Cartilage Damage, Injury, or Wear-and-Tear
Cartilage Damage can take many forms. This may be an acute injury, such as in a sporting injury or car accident, or a progressive damage, like wear-and-tear due to degeneration.
Unlike skin for example, cartilage does not heal well on its own once it is damaged beyond a certain point. Such problems can then be treated with a variety of ways.
Common Cartilage Problems
The most common knee cartilage problem is that of progressive wear-and-tear. This happens due to a person's aging, though different people may have it at different ages. Sometimes, it happens because of previous injuries to the knee, and over time the cartilage wears down. Cartilage damage also frequently occurs acutely due to a sports injury or a car accident.
Cartilage is normally a 2mm thick layer of tissue covering the hard bone in the knee. Cartilage allows a person to walk, run and climb stairs smoothly.
Cartilage damage causes a person to feel pain in the knee. The pain is usually activity-related, meaning pain after more walking or running. Sometimes it causes pain during the activity itself such that the person is not able to continue running or exercising. Frequently there is pain when on stairs, or pain and stiffness when getting up after being seated for a while. When the pain occurs, it may last short periods (for example 30min), or it may last a few days.
Various forms of Cartilage Damage and Severity
Cartilage damage has different forms and degrees. For example, a common type is a general softening of the tissue with no tears (known as Chondro-Malaciae Patellae), whereas another type is damage of the superficial layers. More severe types include more widespread, 'geographic'-type wear, or full-thickness cartilage loss, known as ulcers. Classification systems exist but importantly, how bad a condition is depends on various aspects, including what the patient feels, the extent of cartilage damage on Xrays and MRI, and the dynamic movement of the knee. In certain cases, in-born issues with the kneecap (tight ilio-tibial band, patella tilt) leads to cartilage damage.
Your Orthopaedic Surgeon should be able to consider these different factors and advise you on the severity of your condition and the available treatment methods.
Does cartilage damage heal on its own?
In general, cartilage tissue does not heal well on its own once it is damaged beyond a certain point. Therefore, if there is already structural damage such as ulcers or tears, this may not heal on its own. Milder cases such as cartilage softening (Chondro-Malaciae Patellae) and small partial-thickness cartilage damage generally can recover on its own with a period of rest from strenuous activities, physiotherapy and collagen supplements. However, this also depends on whether the patient has any in-born issues with kneecap movement, which will also make it more difficult for the condition to recover.

---+---

TASKS:
A) In the text on knee cartilage damage, render this sentence in Spanish: "Cartilage allows a person to walk, run and climb stairs smoothly."
B) Carry on the text about knee cartilage damage from its final sentence.

Region pointing data
---+---

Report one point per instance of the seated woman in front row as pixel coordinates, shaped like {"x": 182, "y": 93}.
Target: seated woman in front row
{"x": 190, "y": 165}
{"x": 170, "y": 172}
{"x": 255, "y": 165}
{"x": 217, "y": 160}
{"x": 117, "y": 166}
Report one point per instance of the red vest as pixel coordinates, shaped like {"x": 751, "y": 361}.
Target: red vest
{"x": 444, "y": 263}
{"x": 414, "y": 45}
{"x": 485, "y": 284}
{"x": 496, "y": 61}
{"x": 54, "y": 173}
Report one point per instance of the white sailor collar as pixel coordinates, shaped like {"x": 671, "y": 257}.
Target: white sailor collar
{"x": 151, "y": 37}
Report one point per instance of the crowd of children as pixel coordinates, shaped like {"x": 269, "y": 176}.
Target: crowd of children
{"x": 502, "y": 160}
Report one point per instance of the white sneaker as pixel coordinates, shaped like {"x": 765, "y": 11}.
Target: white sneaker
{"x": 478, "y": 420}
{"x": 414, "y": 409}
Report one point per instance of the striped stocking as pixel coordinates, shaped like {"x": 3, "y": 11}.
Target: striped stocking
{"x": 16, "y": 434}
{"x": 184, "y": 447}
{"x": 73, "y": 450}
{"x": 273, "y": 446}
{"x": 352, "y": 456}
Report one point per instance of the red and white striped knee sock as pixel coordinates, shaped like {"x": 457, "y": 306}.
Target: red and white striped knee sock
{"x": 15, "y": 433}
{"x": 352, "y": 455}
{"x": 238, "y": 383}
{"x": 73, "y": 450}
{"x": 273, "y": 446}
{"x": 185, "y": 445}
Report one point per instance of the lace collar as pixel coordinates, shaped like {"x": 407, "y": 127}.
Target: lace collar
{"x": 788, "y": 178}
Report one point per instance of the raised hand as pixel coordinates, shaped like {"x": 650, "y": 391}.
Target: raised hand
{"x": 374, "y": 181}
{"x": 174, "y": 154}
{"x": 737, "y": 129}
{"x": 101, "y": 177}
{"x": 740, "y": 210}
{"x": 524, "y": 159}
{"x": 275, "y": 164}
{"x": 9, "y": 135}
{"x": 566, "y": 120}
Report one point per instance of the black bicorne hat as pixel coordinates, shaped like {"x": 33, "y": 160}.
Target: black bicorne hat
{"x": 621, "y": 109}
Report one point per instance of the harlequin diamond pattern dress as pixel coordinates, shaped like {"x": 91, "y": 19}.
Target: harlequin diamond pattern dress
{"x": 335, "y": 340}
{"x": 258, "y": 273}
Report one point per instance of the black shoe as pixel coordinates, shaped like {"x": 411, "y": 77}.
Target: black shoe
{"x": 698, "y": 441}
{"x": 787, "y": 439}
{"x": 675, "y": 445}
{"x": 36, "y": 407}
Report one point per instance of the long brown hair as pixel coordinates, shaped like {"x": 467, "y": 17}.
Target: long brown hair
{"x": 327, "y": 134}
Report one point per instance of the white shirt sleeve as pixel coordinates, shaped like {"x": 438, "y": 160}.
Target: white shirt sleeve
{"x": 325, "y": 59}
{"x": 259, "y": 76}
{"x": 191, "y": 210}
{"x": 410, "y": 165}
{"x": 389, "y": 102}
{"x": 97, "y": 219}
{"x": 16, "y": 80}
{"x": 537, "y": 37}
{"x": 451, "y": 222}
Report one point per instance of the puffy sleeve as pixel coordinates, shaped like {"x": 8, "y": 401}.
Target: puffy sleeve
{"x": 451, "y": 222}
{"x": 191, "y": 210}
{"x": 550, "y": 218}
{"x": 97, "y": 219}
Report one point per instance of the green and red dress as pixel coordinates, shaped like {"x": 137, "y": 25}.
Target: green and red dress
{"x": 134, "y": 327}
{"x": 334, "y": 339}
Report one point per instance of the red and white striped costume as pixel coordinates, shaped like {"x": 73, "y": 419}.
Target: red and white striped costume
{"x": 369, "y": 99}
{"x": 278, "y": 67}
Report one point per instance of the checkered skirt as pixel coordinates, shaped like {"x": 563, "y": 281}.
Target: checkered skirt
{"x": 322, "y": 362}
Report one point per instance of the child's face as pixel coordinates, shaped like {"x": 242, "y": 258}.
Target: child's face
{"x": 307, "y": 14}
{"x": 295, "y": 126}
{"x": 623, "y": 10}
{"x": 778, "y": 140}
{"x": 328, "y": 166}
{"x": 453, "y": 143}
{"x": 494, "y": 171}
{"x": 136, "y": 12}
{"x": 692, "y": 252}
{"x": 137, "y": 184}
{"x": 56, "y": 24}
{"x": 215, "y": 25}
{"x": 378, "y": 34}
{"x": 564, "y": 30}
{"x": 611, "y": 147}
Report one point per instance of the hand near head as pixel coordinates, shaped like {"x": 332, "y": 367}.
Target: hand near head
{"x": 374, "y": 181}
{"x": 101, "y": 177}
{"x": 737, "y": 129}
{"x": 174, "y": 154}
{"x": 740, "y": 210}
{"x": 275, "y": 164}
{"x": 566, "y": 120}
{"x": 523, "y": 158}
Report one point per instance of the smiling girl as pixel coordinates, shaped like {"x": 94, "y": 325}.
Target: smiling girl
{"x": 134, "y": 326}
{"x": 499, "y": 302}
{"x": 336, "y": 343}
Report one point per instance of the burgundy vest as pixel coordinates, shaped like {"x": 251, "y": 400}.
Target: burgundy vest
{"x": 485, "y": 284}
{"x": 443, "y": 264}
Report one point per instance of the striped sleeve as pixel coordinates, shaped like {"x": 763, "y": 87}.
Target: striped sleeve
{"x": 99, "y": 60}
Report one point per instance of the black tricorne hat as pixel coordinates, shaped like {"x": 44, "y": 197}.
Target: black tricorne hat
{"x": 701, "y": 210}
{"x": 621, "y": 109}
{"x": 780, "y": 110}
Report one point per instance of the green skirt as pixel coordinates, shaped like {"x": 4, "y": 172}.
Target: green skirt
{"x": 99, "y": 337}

---+---

ANSWERS TO THIS EXERCISE:
A) El cartílago permite a una persona caminar, correr y subir escaleras con suavidad.

B)
How do we treat such problems?
The most important thing in assessing such problems is with a detailed analysis of each patient's condition. We do this by taking a detailed account of what the patient feels, examining the dynamic movement of the knee and kneecap, and doing an xray and/or MRI scan. Thereafter, treatment is formulated taking into account the condition and the patient's circumstances and expectations, ie an individualised treatment.
Chondro-Malaciae Patellae (CMP) cases and pain due to kneecap maltracking do generally respond to a period of rest and physiotherapy with or without some collagen supplements. Physiotherapy is a very useful adjunct for knee cartilage problems and work by re-balancing the muscles around the knee, so avoiding the painful motions, which then allows the cartilage to recover. However, this also depends on the extent of any in-born issues such as tight ilio-tibial band, which can cause persistent pressure on the damaged cartilage.
More advanced cases may benefit from injection methods, involving injection of a lubricant gel and bone marrow supplementation. This serves to stimulate healing of the cartilage and temporarily improve the mechanics of kneecap movement, thus allowing time for physiotherapy to work. Cases with significant structural damage of the cartilage, such as ulcers or large areas of cartilage damage, will be most effectively treated with direct repair of the cartilage through a Key-Hole procedure. Such treatment resolves the patient's current pain, allows return to lifestyle and activity, and prolongs the lifespan of the knee, thus delaying or preventing a possible knee replacement in future.